Texto de leitura:
------------------------------------

A menos de 100 dias do exame, reúne-se dicas para quem precisar se preparar para a prova. De olho na nota 1.000, os estudantes precisam vencer desafios. Crase, acentos, uso de “onde”, “aonde”, e dos porquês são alguns dos erros mais comuns nas redações do Enem.
Redações com notas menores possuem menos pontuação no texto, poucos recursos coesivos, e falham na proposta de intervenção.
A conclusão é de uma análise feita pela Letrus, uma empresa de tecnologia com foco em educação. Usando inteligência artificial, um programa processou dados de mais de 240 mil redações feitas por estudantes do ensino médio, a partir de temas propostos para o Enem.
O “raio-X” dessas redações mapeia o que há nos textos com melhor avaliação e como são aqueles com notas menores.
Os dados mostram que alguns dos erros frequentes são:
• 27% das redações erram crase
• 8,1% dos textos têm erros de acentuação
• redações com notas mais altas têm mais pontos finais e vírgulas
• em notas a partir de 701 pontos, o uso de parênteses aparece com mais frequência
• 2,33% das redações erram o uso de “onde” e “aonde”
• 1,12% trazem erros no uso dos porquês
• 0,48% têm erro no uso de “através” e “por meio de”

------------------------------------

Dados fornecidos:
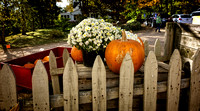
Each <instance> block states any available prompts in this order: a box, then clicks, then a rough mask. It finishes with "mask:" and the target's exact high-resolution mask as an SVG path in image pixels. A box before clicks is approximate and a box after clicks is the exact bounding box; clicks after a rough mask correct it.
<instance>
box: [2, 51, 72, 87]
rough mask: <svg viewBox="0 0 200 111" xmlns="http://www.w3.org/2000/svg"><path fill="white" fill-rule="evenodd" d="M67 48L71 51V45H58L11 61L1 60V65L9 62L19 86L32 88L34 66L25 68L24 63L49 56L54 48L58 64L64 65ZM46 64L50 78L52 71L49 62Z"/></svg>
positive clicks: (20, 57) (41, 58)
mask: <svg viewBox="0 0 200 111" xmlns="http://www.w3.org/2000/svg"><path fill="white" fill-rule="evenodd" d="M65 48H66V49H67V50H68V51H69V52H71V47H56V48H52V49H49V50H45V51H41V52H37V53H34V54H31V55H27V56H24V57H20V58H17V59H12V60H9V61H5V62H1V63H0V64H1V66H2V65H3V64H5V63H7V64H9V65H10V66H11V68H12V70H13V72H14V74H15V77H16V83H17V86H18V88H26V89H32V82H31V81H32V73H33V69H34V68H25V67H24V64H26V63H28V62H30V63H34V61H35V60H37V59H42V58H44V57H45V56H48V55H49V53H50V51H51V50H52V51H53V53H54V54H55V56H56V61H57V64H58V67H63V61H62V54H63V50H64V49H65ZM44 66H45V68H46V70H47V73H48V77H49V79H50V73H49V62H44Z"/></svg>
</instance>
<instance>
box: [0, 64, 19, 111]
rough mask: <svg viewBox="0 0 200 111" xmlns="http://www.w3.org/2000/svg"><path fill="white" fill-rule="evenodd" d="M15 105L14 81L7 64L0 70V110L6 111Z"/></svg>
mask: <svg viewBox="0 0 200 111" xmlns="http://www.w3.org/2000/svg"><path fill="white" fill-rule="evenodd" d="M16 104H17V91H16V80H15V76H14V73H13V71H12V69H11V68H10V66H9V65H8V64H4V66H3V68H2V70H0V110H6V111H8V110H9V109H10V108H12V107H13V106H15V105H16Z"/></svg>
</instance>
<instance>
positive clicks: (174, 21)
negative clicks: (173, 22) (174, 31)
mask: <svg viewBox="0 0 200 111" xmlns="http://www.w3.org/2000/svg"><path fill="white" fill-rule="evenodd" d="M172 20H173V21H174V22H177V23H188V24H191V23H192V16H191V15H190V14H173V15H172Z"/></svg>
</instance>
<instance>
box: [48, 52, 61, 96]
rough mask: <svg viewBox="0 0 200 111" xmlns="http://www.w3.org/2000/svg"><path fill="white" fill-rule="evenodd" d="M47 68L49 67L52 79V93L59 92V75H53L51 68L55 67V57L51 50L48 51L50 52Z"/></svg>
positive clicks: (55, 93) (59, 93)
mask: <svg viewBox="0 0 200 111" xmlns="http://www.w3.org/2000/svg"><path fill="white" fill-rule="evenodd" d="M49 69H50V75H51V81H52V87H53V94H60V84H59V77H58V75H55V76H53V75H52V70H53V69H57V62H56V57H55V55H54V53H53V51H50V54H49Z"/></svg>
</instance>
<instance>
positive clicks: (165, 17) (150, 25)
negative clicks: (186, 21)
mask: <svg viewBox="0 0 200 111" xmlns="http://www.w3.org/2000/svg"><path fill="white" fill-rule="evenodd" d="M157 14H158V13H152V14H151V15H149V16H147V17H146V19H145V21H144V24H145V25H146V26H150V27H156V17H157ZM160 17H161V20H162V24H161V27H165V25H166V22H167V20H168V17H167V14H162V13H161V14H160Z"/></svg>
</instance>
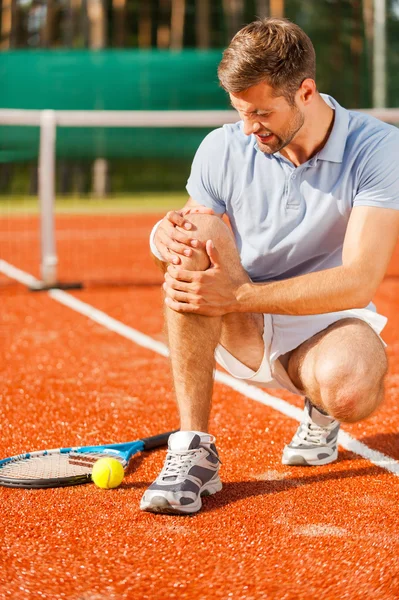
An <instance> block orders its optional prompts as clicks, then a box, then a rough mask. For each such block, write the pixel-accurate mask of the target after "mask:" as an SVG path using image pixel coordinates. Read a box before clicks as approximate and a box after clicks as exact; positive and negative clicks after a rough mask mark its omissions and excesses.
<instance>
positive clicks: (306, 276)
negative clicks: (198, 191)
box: [166, 206, 399, 316]
mask: <svg viewBox="0 0 399 600" xmlns="http://www.w3.org/2000/svg"><path fill="white" fill-rule="evenodd" d="M398 234H399V211H396V210H393V209H383V208H375V207H367V206H359V207H356V208H354V209H353V210H352V214H351V217H350V219H349V224H348V228H347V232H346V236H345V242H344V247H343V264H342V266H339V267H335V268H333V269H326V270H324V271H318V272H315V273H308V274H306V275H301V276H299V277H293V278H292V279H286V280H283V281H275V282H270V283H265V284H254V283H245V284H243V285H241V286H240V287H238V288H237V286H236V284H235V283H234V282H233V281H231V280H230V278H229V276H228V273H227V269H226V268H224V265H223V261H224V258H223V257H222V256H220V255H219V253H218V252H217V250H216V248H214V247H213V244H212V242H211V240H208V242H207V244H206V249H207V252H208V255H209V258H210V261H211V268H209V269H208V270H207V271H204V272H190V271H187V270H184V269H182V268H181V267H179V266H170V267H169V268H168V275H167V276H166V281H167V284H168V287H167V295H168V298H167V299H166V301H167V303H168V305H169V306H171V308H173V309H174V310H176V311H179V312H195V313H198V314H204V315H209V316H215V315H223V314H226V313H229V312H260V313H272V314H287V315H312V314H319V313H327V312H335V311H340V310H347V309H351V308H363V307H365V306H367V305H368V304H369V302H370V301H371V300H372V298H373V296H374V294H375V292H376V290H377V287H378V285H379V284H380V282H381V280H382V278H383V277H384V274H385V272H386V269H387V267H388V263H389V261H390V258H391V256H392V254H393V251H394V248H395V245H396V242H397V239H398ZM176 291H177V292H179V294H178V296H179V298H180V299H181V301H176V298H175V295H176ZM181 292H184V293H185V295H186V298H185V301H183V297H182V294H181Z"/></svg>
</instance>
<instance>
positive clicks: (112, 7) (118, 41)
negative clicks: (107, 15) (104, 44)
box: [112, 0, 127, 48]
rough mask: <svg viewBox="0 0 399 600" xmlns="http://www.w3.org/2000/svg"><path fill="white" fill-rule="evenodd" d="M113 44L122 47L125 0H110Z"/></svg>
mask: <svg viewBox="0 0 399 600" xmlns="http://www.w3.org/2000/svg"><path fill="white" fill-rule="evenodd" d="M112 13H113V14H112V20H113V32H112V42H113V46H116V47H117V48H123V46H124V45H125V40H126V25H127V23H126V0H112Z"/></svg>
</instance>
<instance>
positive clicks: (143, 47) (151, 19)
mask: <svg viewBox="0 0 399 600" xmlns="http://www.w3.org/2000/svg"><path fill="white" fill-rule="evenodd" d="M151 12H152V11H151V3H150V2H148V1H147V0H146V1H145V2H139V19H138V20H139V36H138V46H139V48H151V42H152V35H151V30H152V19H151V16H152V15H151Z"/></svg>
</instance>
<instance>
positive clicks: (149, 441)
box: [0, 431, 175, 488]
mask: <svg viewBox="0 0 399 600" xmlns="http://www.w3.org/2000/svg"><path fill="white" fill-rule="evenodd" d="M172 433H175V431H168V432H167V433H161V434H160V435H154V436H153V437H148V438H143V439H140V440H136V441H135V442H126V443H123V444H110V445H107V446H80V447H76V448H58V449H56V450H40V451H38V452H27V453H26V454H18V455H17V456H11V457H10V458H4V459H2V460H0V485H2V486H6V487H17V488H53V487H65V486H69V485H79V484H83V483H90V482H91V480H92V479H91V472H92V469H93V465H94V463H95V462H96V461H97V460H98V459H99V458H104V457H108V458H116V460H119V461H120V462H121V464H122V465H123V468H124V469H125V470H126V469H127V467H128V465H129V461H130V459H131V458H132V456H134V455H135V454H137V452H142V451H143V450H153V449H155V448H159V447H161V446H165V445H166V444H167V443H168V438H169V436H170V435H171V434H172Z"/></svg>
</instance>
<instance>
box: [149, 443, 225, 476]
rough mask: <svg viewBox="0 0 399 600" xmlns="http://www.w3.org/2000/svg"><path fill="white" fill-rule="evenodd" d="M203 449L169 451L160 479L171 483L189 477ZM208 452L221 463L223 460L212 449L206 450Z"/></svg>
mask: <svg viewBox="0 0 399 600" xmlns="http://www.w3.org/2000/svg"><path fill="white" fill-rule="evenodd" d="M202 449H203V448H201V447H200V448H194V449H193V450H169V451H168V453H167V455H166V461H165V466H164V468H163V470H162V473H161V475H160V479H162V480H166V481H171V480H172V479H175V478H176V477H182V476H185V477H187V476H188V475H187V473H188V471H189V470H190V469H191V467H192V466H193V465H194V463H195V461H196V459H197V458H198V456H199V455H200V454H201V450H202ZM206 450H207V452H209V453H210V454H212V455H213V456H214V457H215V458H217V459H218V461H219V462H220V463H221V460H220V458H219V456H218V455H217V453H216V452H214V451H213V450H212V448H206Z"/></svg>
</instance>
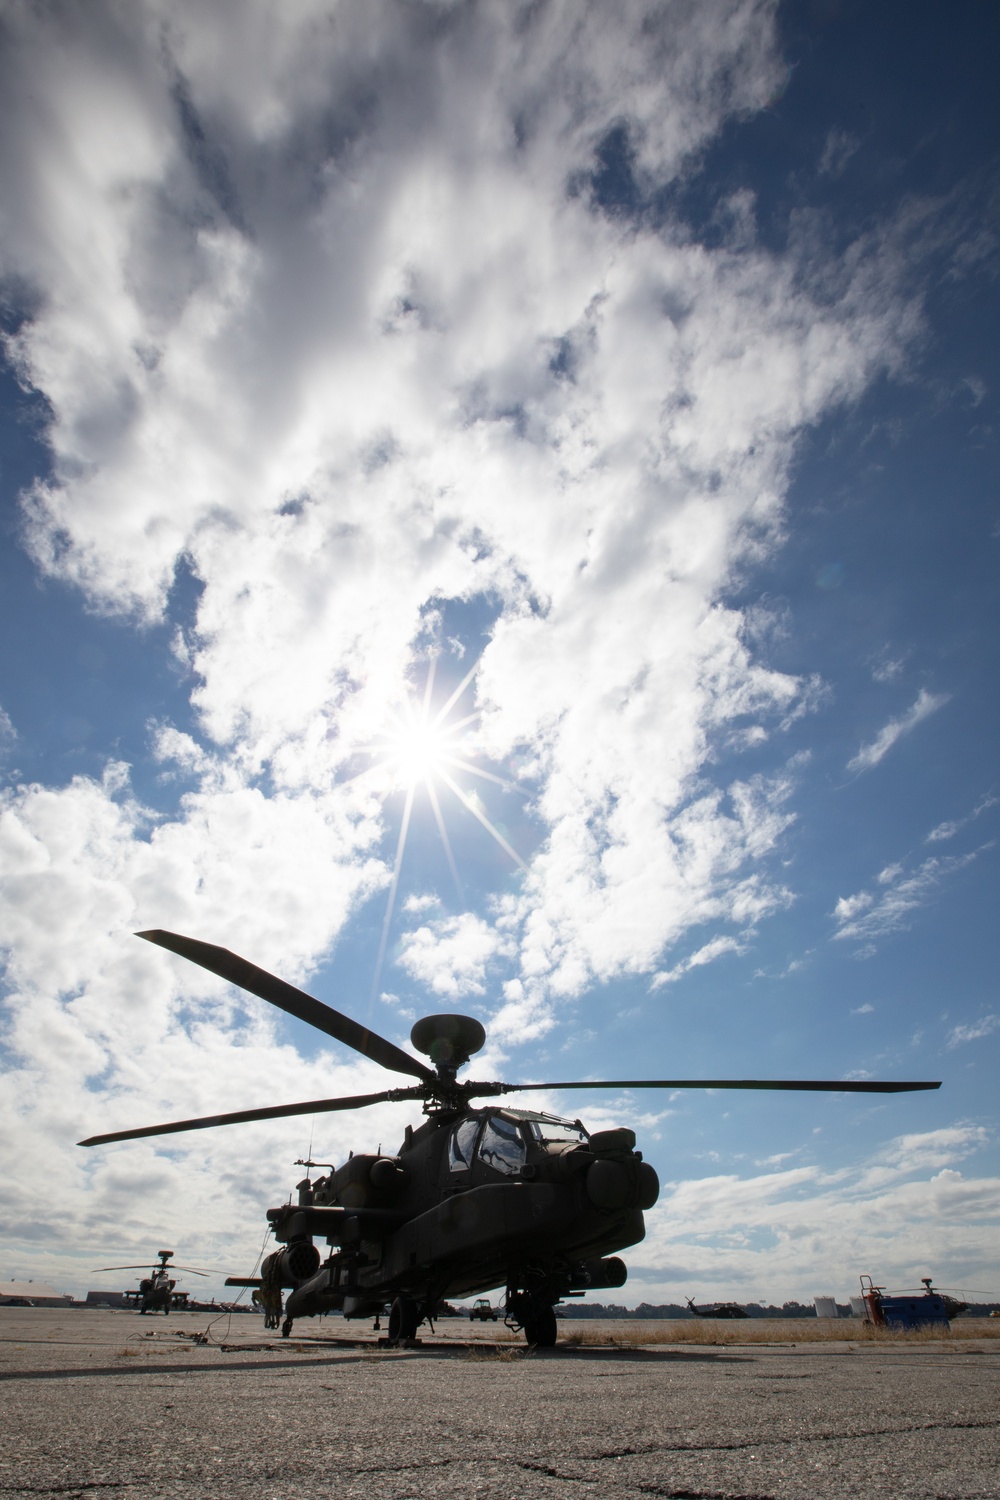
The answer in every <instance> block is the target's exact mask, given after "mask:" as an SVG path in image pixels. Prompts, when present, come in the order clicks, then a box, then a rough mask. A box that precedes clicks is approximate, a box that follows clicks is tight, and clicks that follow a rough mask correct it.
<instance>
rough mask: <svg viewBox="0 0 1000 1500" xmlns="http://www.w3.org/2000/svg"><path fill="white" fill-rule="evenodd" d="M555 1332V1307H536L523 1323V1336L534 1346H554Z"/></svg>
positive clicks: (526, 1339) (553, 1346)
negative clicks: (527, 1319) (536, 1309)
mask: <svg viewBox="0 0 1000 1500" xmlns="http://www.w3.org/2000/svg"><path fill="white" fill-rule="evenodd" d="M556 1334H558V1328H556V1313H555V1308H538V1310H537V1311H535V1313H534V1314H532V1316H531V1317H529V1319H528V1322H526V1323H525V1338H526V1340H528V1343H529V1344H534V1346H535V1349H555V1343H556Z"/></svg>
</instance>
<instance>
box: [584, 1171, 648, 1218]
mask: <svg viewBox="0 0 1000 1500" xmlns="http://www.w3.org/2000/svg"><path fill="white" fill-rule="evenodd" d="M586 1196H588V1197H589V1200H591V1203H592V1205H594V1206H595V1208H598V1209H604V1211H606V1212H615V1211H621V1209H651V1208H652V1206H654V1203H655V1202H657V1199H658V1197H660V1178H658V1176H657V1173H655V1172H654V1169H652V1167H651V1166H649V1163H648V1161H636V1158H634V1157H633V1158H630V1160H627V1161H610V1160H609V1158H606V1157H604V1158H601V1157H598V1160H597V1161H595V1163H592V1166H591V1167H589V1169H588V1173H586Z"/></svg>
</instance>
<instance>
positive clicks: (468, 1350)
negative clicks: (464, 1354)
mask: <svg viewBox="0 0 1000 1500" xmlns="http://www.w3.org/2000/svg"><path fill="white" fill-rule="evenodd" d="M526 1353H528V1346H526V1344H522V1346H514V1344H510V1346H501V1347H490V1346H489V1344H487V1346H486V1347H484V1349H466V1352H465V1355H463V1356H462V1358H463V1359H469V1361H472V1364H477V1365H478V1364H486V1362H490V1364H499V1365H513V1364H514V1361H516V1359H523V1358H525V1355H526Z"/></svg>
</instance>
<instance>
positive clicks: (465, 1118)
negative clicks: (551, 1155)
mask: <svg viewBox="0 0 1000 1500" xmlns="http://www.w3.org/2000/svg"><path fill="white" fill-rule="evenodd" d="M588 1139H589V1137H588V1133H586V1131H585V1128H583V1125H582V1124H580V1122H579V1121H562V1119H558V1118H556V1116H555V1115H541V1113H540V1112H538V1110H502V1112H501V1110H492V1112H489V1113H487V1112H483V1113H481V1115H480V1113H477V1115H466V1116H465V1119H460V1121H459V1122H457V1125H454V1128H453V1131H451V1137H450V1140H448V1167H450V1170H451V1172H468V1170H469V1167H471V1166H472V1161H474V1158H475V1157H478V1160H480V1161H481V1163H483V1164H484V1166H486V1167H490V1169H492V1170H493V1172H499V1173H502V1176H507V1178H513V1176H517V1173H519V1172H520V1169H522V1167H523V1164H525V1161H526V1160H528V1149H529V1146H537V1148H538V1146H540V1148H541V1149H543V1151H544V1149H546V1148H547V1146H585V1145H586V1142H588Z"/></svg>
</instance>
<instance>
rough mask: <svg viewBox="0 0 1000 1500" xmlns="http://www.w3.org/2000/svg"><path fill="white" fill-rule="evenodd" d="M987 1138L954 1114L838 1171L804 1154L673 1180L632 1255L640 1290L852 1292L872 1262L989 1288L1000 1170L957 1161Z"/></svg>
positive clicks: (957, 1281) (779, 1291)
mask: <svg viewBox="0 0 1000 1500" xmlns="http://www.w3.org/2000/svg"><path fill="white" fill-rule="evenodd" d="M987 1143H988V1137H987V1133H985V1131H984V1130H982V1128H979V1127H970V1125H955V1127H946V1128H943V1130H934V1131H927V1133H922V1134H910V1136H901V1137H897V1140H894V1142H888V1143H885V1146H883V1148H882V1149H880V1151H879V1152H877V1154H876V1155H873V1157H871V1158H865V1160H859V1161H855V1163H853V1164H850V1166H846V1167H841V1169H838V1170H835V1172H825V1170H823V1169H820V1167H819V1166H811V1164H801V1166H796V1167H784V1169H783V1170H778V1172H766V1173H762V1175H757V1176H753V1178H739V1176H735V1175H724V1176H715V1178H705V1179H700V1181H690V1182H670V1184H666V1185H664V1191H663V1193H661V1197H660V1203H658V1205H657V1208H655V1209H654V1211H652V1212H651V1214H648V1215H646V1224H648V1235H646V1241H645V1242H643V1245H642V1247H640V1248H639V1250H636V1251H633V1253H631V1256H630V1263H631V1265H630V1280H628V1290H630V1298H636V1299H642V1298H643V1296H649V1301H657V1302H663V1301H673V1299H675V1296H676V1295H682V1293H684V1290H685V1287H687V1289H688V1292H690V1290H691V1289H693V1287H696V1286H697V1287H703V1289H708V1290H709V1295H712V1293H715V1295H720V1293H723V1292H724V1293H726V1295H727V1296H732V1295H733V1292H735V1290H736V1295H738V1296H741V1298H744V1299H747V1301H750V1299H754V1298H766V1299H768V1301H778V1302H781V1301H786V1299H789V1298H799V1299H802V1301H811V1299H813V1296H814V1295H816V1293H817V1290H820V1289H823V1287H835V1289H837V1295H838V1298H841V1299H844V1298H846V1296H847V1295H849V1293H853V1292H855V1289H856V1286H858V1275H859V1269H861V1268H865V1266H870V1268H877V1277H879V1280H880V1281H888V1283H889V1284H894V1286H913V1284H915V1278H918V1277H921V1275H934V1277H936V1278H939V1280H940V1281H945V1280H946V1281H948V1283H949V1284H951V1286H961V1284H963V1281H964V1283H966V1284H972V1286H987V1287H988V1286H990V1278H991V1277H993V1275H994V1274H996V1235H997V1229H1000V1179H996V1178H981V1179H967V1178H964V1176H963V1173H961V1172H960V1170H957V1166H955V1164H957V1163H960V1161H963V1160H966V1158H967V1157H969V1155H970V1154H973V1152H976V1151H978V1149H981V1148H984V1146H985V1145H987ZM787 1155H793V1152H789V1154H787ZM772 1160H774V1163H775V1164H778V1166H780V1160H778V1158H772ZM769 1164H771V1163H765V1166H769ZM982 1278H987V1280H982ZM646 1289H648V1290H646ZM649 1293H655V1295H649Z"/></svg>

------------------------------------

O que se pede:
1/ Responda com base no texto sobre as redações do Enem:
(a) Qual empresa fez a análise das redações?
(b) De quantas redações o programa processou dados?
(c) Qual porcentagem das redações erra a crase?
2/ Edite o trecho do texto sobre as redações do Enem, tudo desde "A conclusão é" até "para o Enem.", trocando "inteligência artificial" por "aprendizado de máquina".
3/ Prossiga com o texto sobre os erros nas redações do Enem a partir da última frase apresentada.

Respostas numeradas:
1/
(a) A Letrus, uma empresa de tecnologia com foco em educação.
(b) De mais de 240 mil redações.
(c) 27%.

2/
A conclusão é de uma análise feita pela Letrus, uma empresa de tecnologia com foco em educação. Usando aprendizado de máquina, um programa processou dados de mais de 240 mil redações feitas por estudantes do ensino médio, a partir de temas propostos para o Enem.

3/
• 0,29% apresenta erro ao trocar, “mas” e “mais”
• pontos de exclamação e interrogação são raros em redações nota 1.000, e mais frequentes em redações de 0 a 200 pontos
“Muitos textos do Enem têm apenas um parágrafo e um ponto final. Mas uma redação nota 1.000 tem até 4 pontos por parágrafo, os períodos são de tamanho médio, e há cadência no texto a partir da pontuação”, afirma Luis Junqueira, da Letrus.
Ele destaca que uma das maiores diferenças entre as redações de alunos de escolas públicas e particulares é a avaliação da “competência 5”, que observa se o estudante sabe se posicionar de maneira crítica e argumentar a favor de um ponto de vista com respeito aos direitos humanos.
“A competência 5 expressa a maior desigualdade entre alunos de escolas particulares e públicas. A nota é discrepante entre estes universos”, declara.
“A prova de redação é importante, e também temida por muita gente, porque representa uma construção do raciocínio que o candidato faz no momento da prova sobre o tema, de improviso. Ela mede a capacidade que o participante tem de elaborar uma reflexão pessoal, autoral, respeitando os limites do tema, e avalia a capacidade de escrita, de pensar com clareza, de estruturar texto e de respeitar os direitos humanos”, explica o coordenador de Linguagens do Curso Anglo, Sérgio Paganim.
Confira abaixo alguns erros nas redações do Enem:
Uso da crase
A análise aponta que 1 em cada 4 redações (27%) tem erros de crase. A maior parte é por não saber acentuar o artigo seguido de preposição.
Além disso, os estudantes erram a grafia do acento, escrevendo “á” em vez de “à”. Em terceiro lugar, vem o uso incorreto da crase onde não deveria haver.
Para não errar, Paganim sugere a análise sintática da frase. É preciso que o estudante reflita no momento sobre qual é o termo ou verbo que rege a sentença.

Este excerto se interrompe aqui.